▶ [TASK INSTRUCTIONS]:
Pull out every line in the rows below that contains the word "shadow" and copy each one in full. Match case exactly.

-- BEGIN ROWS --

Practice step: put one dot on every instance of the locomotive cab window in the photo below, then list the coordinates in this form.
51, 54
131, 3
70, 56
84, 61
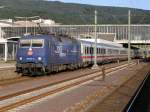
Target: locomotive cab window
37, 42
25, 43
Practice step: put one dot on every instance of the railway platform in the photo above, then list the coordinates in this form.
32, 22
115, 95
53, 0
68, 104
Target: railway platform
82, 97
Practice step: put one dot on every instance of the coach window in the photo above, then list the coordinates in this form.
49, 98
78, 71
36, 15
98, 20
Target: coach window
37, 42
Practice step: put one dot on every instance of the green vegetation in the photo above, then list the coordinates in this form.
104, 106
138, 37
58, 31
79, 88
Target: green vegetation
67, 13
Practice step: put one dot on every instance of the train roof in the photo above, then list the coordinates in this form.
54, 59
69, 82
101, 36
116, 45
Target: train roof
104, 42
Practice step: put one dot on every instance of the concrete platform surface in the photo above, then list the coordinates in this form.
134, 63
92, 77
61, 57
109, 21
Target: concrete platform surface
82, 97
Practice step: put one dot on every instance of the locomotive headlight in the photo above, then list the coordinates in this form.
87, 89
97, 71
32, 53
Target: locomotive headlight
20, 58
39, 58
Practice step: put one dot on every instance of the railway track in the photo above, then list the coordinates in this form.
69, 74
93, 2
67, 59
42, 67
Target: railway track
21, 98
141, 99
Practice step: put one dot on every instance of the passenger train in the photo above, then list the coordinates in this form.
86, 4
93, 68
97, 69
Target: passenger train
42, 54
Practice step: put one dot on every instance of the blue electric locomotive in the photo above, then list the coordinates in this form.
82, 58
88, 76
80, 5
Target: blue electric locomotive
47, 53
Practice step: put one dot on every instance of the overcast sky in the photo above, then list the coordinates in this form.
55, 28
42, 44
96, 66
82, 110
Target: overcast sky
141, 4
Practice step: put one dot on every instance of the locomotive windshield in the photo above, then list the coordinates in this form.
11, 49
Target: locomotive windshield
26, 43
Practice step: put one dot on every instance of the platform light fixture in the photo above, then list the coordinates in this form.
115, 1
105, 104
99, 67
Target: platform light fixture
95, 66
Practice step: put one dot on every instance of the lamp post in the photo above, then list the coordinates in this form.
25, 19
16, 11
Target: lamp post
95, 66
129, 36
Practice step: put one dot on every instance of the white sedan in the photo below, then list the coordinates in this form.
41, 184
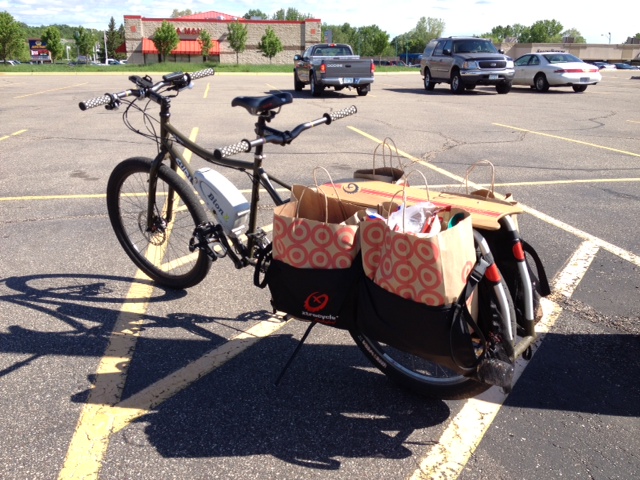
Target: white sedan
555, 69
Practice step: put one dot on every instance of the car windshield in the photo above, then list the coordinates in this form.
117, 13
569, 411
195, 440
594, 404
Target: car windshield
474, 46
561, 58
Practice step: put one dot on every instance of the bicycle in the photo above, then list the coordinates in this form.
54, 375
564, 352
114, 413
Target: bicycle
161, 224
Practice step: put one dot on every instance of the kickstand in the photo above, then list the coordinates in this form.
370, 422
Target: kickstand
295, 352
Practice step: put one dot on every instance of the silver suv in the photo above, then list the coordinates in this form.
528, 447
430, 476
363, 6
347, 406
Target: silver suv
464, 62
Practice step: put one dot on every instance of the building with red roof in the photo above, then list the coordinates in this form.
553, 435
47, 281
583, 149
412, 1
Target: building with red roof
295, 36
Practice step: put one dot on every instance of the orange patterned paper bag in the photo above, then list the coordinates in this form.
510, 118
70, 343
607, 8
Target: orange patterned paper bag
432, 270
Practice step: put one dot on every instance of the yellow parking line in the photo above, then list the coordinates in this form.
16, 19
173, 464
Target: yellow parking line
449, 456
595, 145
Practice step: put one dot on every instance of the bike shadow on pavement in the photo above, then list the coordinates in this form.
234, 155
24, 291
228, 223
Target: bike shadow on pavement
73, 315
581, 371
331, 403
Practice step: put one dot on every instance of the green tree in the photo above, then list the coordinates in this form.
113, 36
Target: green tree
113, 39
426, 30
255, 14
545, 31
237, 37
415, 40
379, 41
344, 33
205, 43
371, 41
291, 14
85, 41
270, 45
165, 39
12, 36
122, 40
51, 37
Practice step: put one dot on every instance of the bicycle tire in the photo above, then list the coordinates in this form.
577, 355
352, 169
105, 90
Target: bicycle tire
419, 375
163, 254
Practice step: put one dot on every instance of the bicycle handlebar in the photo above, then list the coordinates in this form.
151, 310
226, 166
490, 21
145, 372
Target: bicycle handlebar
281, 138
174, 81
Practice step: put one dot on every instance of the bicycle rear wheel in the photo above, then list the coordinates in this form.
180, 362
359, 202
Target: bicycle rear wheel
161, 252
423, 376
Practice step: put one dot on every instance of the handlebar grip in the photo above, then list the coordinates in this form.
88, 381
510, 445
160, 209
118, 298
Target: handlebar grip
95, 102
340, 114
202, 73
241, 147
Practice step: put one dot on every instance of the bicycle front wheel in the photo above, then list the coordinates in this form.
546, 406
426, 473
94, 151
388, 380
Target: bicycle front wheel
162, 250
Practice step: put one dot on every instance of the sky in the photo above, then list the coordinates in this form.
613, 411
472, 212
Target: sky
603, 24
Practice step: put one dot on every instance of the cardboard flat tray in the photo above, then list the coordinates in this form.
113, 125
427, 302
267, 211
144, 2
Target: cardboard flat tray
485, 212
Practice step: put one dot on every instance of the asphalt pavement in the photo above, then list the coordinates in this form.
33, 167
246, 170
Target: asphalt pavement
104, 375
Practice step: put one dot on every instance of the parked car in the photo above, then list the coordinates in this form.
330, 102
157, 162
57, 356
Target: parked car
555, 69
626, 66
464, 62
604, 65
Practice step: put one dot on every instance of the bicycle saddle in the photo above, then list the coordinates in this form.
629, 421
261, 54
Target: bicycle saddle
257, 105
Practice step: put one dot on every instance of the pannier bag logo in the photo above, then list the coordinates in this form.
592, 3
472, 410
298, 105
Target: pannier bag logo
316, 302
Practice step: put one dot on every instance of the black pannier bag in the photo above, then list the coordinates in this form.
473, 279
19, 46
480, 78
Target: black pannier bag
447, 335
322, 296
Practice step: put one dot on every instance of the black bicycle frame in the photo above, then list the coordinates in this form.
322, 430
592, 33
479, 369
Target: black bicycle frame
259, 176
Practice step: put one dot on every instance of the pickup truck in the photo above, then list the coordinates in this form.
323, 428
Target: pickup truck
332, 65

-- END ROWS --
-- BEGIN ROWS --

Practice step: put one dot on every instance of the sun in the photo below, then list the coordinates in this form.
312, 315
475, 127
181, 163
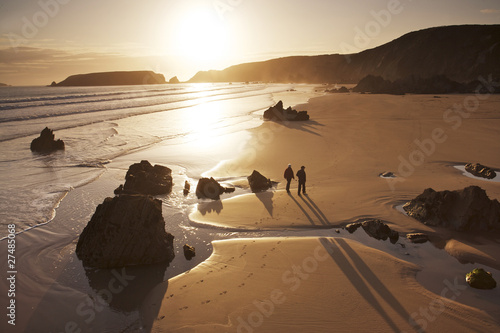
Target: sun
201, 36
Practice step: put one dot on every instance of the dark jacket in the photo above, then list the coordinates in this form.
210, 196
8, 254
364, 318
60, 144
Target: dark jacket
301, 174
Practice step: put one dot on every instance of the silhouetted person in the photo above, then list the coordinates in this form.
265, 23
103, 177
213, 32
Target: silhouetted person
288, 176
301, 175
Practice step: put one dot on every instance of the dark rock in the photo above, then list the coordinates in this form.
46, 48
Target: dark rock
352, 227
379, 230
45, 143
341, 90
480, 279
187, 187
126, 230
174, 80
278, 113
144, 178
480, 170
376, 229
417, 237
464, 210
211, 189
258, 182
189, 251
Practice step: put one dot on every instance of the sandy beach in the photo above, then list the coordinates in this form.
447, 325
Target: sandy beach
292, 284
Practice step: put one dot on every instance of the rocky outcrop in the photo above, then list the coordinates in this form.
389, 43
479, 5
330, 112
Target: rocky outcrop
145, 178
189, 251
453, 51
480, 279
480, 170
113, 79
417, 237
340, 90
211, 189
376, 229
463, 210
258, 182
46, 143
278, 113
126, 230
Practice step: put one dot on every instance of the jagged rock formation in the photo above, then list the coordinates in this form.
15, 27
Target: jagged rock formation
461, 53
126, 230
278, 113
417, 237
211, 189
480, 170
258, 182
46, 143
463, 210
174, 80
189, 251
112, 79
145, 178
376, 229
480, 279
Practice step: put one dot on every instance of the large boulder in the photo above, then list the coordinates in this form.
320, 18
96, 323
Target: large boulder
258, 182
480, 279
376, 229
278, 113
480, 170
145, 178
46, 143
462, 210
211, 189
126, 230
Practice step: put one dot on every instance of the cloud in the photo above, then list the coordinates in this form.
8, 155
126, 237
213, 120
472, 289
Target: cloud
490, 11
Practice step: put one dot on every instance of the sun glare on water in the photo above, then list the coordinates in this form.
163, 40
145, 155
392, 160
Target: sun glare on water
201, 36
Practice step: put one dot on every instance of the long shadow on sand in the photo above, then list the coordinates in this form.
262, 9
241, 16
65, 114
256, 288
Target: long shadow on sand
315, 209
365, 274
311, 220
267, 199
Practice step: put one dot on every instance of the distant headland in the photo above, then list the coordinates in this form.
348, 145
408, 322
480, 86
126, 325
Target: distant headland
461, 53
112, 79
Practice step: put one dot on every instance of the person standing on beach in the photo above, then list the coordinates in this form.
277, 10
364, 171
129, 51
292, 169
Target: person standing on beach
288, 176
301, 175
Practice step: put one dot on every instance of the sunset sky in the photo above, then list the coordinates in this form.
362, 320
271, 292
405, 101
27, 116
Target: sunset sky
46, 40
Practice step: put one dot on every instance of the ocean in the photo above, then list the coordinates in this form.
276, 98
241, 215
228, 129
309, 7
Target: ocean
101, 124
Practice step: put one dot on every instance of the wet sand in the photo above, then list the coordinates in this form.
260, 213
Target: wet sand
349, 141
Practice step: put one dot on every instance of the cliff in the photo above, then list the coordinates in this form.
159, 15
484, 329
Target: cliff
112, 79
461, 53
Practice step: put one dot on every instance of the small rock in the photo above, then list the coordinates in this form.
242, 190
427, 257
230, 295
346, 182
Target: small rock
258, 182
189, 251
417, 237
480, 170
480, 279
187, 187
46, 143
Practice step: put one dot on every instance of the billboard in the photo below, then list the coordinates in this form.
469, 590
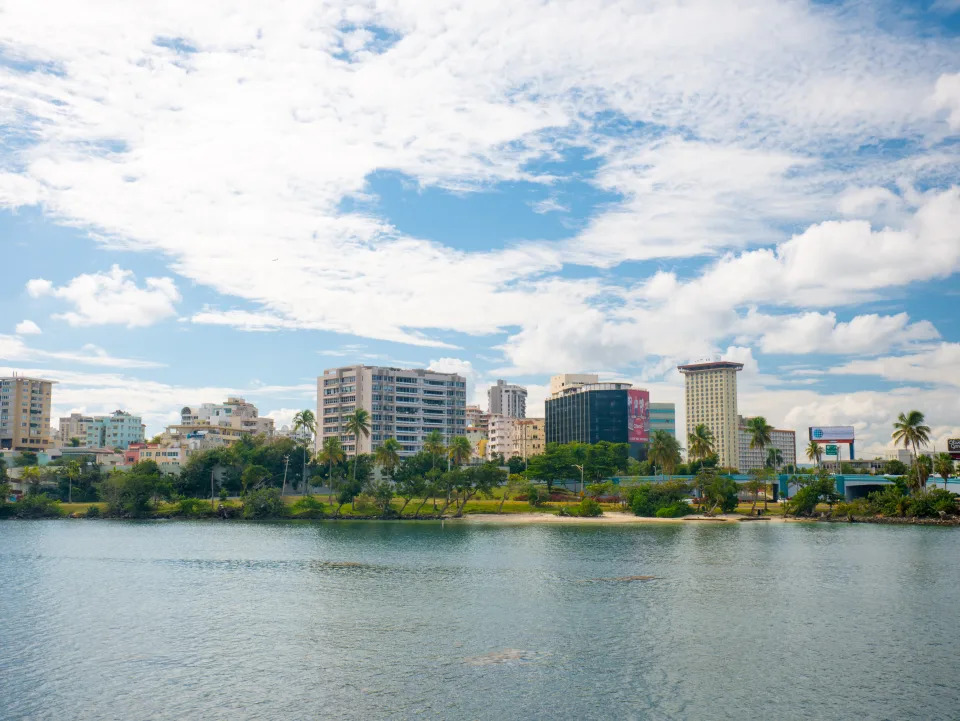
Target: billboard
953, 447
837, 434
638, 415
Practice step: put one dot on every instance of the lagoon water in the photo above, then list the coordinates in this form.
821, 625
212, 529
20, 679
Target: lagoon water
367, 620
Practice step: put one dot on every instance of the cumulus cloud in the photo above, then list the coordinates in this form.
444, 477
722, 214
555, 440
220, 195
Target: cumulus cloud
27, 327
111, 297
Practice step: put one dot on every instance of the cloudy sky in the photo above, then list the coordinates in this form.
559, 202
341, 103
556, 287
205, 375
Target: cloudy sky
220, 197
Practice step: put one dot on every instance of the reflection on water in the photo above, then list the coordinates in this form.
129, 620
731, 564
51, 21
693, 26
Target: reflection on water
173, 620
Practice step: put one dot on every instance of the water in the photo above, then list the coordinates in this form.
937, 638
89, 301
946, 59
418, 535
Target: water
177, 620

-- END ROWS --
-- BEGIN ROWS --

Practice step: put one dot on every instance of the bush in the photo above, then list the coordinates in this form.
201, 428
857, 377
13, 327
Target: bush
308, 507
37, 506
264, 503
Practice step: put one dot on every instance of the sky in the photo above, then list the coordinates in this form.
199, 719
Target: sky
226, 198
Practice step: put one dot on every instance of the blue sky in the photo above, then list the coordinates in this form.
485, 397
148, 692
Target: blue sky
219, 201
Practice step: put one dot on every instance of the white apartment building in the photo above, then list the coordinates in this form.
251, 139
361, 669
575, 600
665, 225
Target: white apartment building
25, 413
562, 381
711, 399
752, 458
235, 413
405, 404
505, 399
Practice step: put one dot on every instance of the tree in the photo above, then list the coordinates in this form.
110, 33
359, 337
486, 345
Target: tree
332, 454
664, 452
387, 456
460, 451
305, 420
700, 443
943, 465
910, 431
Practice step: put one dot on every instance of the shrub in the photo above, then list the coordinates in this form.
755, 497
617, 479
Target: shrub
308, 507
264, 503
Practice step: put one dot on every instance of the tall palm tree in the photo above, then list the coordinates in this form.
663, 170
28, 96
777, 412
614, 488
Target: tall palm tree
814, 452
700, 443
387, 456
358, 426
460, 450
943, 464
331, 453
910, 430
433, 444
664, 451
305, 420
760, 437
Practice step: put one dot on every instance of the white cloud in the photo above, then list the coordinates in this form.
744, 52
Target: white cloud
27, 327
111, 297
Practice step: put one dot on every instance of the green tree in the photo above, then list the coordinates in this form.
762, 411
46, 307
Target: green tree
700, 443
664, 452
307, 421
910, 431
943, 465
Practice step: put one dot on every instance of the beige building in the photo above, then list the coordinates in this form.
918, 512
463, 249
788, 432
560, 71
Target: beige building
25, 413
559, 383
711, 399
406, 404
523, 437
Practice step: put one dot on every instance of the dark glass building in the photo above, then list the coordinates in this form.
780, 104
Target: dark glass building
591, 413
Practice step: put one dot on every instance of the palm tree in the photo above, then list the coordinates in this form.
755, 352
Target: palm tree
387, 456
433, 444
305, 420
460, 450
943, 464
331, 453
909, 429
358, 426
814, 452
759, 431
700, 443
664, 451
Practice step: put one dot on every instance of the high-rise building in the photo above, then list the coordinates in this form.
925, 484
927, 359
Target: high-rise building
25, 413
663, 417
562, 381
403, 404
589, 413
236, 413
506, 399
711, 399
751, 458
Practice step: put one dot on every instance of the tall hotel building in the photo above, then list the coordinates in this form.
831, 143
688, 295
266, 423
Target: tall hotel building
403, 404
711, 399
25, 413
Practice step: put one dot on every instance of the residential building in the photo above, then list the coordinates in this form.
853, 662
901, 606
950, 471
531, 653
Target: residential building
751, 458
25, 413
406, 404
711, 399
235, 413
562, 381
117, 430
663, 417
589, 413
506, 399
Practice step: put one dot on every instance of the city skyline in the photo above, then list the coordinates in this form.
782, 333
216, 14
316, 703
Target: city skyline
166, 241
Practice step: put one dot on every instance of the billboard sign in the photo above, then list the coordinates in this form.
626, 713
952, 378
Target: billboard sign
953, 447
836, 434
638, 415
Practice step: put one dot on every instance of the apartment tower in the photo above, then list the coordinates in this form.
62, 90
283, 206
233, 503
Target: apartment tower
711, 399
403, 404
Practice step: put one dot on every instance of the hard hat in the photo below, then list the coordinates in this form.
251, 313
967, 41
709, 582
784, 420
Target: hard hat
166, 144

-- END ROWS --

▶ [THE COMPLETED TASK]:
Practice step: put one dot on every instance of the bike shadow on pavement in the photo above, then list the coordinates in this form.
Target: bike shadow on pavement
Practice step: put one dot on every instance of the long shadow on sand in the photo above, then list the coordinates in this form.
Target: long shadow on sand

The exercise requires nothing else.